Given request>
In the material below, rewrite every line from the line with "of the gravel" to the line with "point(358, 575)", both ends included, keeping the requests and multiplying each coordinate in the answers by 2.3. Round the results to whole numbers, with halves rounded up.

Raw records
# # # # #

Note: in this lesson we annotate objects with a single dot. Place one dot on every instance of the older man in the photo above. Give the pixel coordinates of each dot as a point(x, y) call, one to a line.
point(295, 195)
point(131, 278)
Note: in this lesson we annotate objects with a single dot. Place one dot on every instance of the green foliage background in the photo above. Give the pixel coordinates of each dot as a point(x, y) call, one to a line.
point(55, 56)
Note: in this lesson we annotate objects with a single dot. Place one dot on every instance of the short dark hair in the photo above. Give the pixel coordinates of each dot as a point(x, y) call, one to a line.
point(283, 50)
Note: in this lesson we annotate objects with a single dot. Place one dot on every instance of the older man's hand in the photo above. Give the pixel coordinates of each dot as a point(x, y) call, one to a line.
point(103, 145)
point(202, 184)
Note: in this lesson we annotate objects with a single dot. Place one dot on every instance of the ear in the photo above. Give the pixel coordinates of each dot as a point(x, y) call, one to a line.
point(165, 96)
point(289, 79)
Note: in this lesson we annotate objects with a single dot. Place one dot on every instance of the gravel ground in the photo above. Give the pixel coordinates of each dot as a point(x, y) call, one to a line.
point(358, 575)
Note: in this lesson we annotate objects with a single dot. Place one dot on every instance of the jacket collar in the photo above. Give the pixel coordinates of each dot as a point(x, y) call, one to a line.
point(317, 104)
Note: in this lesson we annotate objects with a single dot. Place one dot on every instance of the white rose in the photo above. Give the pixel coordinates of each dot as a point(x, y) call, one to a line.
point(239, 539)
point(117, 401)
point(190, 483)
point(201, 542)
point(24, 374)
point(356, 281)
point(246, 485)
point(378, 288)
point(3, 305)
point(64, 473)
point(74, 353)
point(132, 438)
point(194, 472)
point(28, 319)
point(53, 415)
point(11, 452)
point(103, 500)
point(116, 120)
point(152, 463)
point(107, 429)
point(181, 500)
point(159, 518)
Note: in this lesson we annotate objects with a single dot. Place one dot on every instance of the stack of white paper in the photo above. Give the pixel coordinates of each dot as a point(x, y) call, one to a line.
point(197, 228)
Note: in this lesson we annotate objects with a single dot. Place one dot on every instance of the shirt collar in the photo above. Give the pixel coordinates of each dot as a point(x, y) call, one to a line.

# # # # #

Complete response>
Note: in this lesson we annotate objects with a single dot. Place one dot on every instance of the gravel ground in the photo above. Give the pixel coordinates of each dot as a point(x, y) call, one to a line.
point(823, 1323)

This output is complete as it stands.